◆ Brano scelto
+-------+

New York. Lunedì Barack Obama ha detto al vicepresidente, Joe Biden, che non ostacola né incoraggia la sua candidatura alla presidenza, una dichiarazione di neutralità che nella logica felpata della campagna elettorale equivale a qualcosa di simile a un endorsement. La Cnn l’ha chiamata una benedizione. Non che il navigatissimo ex senatore abbia bisogno del timbro presidenziale per correre, ma una consultazione informale con il commander in chief è sempre opportuna, specialmente se l’avversario elettorale è stato un compagno di gabinetto per oltre un mandato. E specialmente se di cognome fa Clinton. Biden scioglierà la riserva a settembre, ma se fin qui la sua candidatura è stata sostenuta da gruppi piuttosto eterogenei, tenuti insieme più dall’allergia per Hillary che da visioni politiche alternative, ora una certa massa di consenso si sta condensando attorno al vicepresidente.

+-------+

◆ Record forniti
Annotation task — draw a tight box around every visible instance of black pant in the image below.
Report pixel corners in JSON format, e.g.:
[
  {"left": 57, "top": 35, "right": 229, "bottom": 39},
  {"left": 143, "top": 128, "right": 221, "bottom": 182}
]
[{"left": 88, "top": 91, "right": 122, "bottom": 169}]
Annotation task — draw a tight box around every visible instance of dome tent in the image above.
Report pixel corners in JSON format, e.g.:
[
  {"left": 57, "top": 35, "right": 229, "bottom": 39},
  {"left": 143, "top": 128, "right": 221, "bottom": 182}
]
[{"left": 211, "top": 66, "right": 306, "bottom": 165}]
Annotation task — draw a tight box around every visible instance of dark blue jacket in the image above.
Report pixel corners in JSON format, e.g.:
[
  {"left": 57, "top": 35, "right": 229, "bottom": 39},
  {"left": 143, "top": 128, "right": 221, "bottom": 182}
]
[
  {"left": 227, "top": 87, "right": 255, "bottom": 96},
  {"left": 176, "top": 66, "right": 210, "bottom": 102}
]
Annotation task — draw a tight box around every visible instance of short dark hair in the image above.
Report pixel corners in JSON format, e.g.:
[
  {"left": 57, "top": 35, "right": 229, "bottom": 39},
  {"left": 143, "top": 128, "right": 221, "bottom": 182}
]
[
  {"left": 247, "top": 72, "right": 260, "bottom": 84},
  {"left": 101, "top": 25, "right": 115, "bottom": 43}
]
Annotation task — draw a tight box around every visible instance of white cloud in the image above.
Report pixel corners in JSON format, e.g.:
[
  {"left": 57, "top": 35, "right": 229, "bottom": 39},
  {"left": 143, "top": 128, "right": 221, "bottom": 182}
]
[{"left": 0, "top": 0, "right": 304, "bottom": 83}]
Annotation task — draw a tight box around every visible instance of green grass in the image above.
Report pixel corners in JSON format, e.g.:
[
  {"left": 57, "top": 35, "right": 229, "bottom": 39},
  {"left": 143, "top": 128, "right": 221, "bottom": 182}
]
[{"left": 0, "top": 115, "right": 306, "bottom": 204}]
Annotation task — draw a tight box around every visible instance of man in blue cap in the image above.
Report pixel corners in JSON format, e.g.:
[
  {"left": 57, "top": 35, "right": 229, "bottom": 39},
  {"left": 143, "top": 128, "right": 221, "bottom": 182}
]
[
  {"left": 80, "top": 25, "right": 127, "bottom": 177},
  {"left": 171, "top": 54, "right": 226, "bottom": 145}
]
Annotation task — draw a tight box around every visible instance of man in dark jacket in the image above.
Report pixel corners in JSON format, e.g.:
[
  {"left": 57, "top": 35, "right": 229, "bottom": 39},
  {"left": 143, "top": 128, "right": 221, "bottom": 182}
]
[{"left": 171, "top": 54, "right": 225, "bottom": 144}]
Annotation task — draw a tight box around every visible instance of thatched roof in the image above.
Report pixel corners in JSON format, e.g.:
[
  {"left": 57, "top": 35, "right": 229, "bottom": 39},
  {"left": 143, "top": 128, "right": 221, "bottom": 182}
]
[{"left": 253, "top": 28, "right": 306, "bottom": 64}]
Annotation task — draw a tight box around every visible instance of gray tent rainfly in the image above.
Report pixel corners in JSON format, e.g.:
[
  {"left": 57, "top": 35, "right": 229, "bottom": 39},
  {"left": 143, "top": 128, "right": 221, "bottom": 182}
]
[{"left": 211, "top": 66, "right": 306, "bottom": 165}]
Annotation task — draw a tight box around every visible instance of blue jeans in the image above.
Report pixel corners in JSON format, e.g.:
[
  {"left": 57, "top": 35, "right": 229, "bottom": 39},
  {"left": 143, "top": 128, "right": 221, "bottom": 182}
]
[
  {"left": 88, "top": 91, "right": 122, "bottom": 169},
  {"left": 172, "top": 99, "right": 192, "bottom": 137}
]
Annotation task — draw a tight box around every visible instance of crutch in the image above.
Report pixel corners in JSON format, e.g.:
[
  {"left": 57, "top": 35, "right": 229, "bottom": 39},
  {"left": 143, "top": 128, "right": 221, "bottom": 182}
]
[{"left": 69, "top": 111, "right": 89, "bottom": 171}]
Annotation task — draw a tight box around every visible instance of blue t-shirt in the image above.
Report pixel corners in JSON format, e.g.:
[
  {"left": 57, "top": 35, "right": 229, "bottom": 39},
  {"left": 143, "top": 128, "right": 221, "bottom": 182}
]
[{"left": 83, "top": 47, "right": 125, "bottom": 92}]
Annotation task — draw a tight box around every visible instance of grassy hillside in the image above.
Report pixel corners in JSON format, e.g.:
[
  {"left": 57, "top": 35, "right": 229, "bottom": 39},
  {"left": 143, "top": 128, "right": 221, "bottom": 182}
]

+-------+

Quali persone sono nominate nel brano scelto? Elencale tutte.

Barack Obama, Joe Biden, Hillary Clinton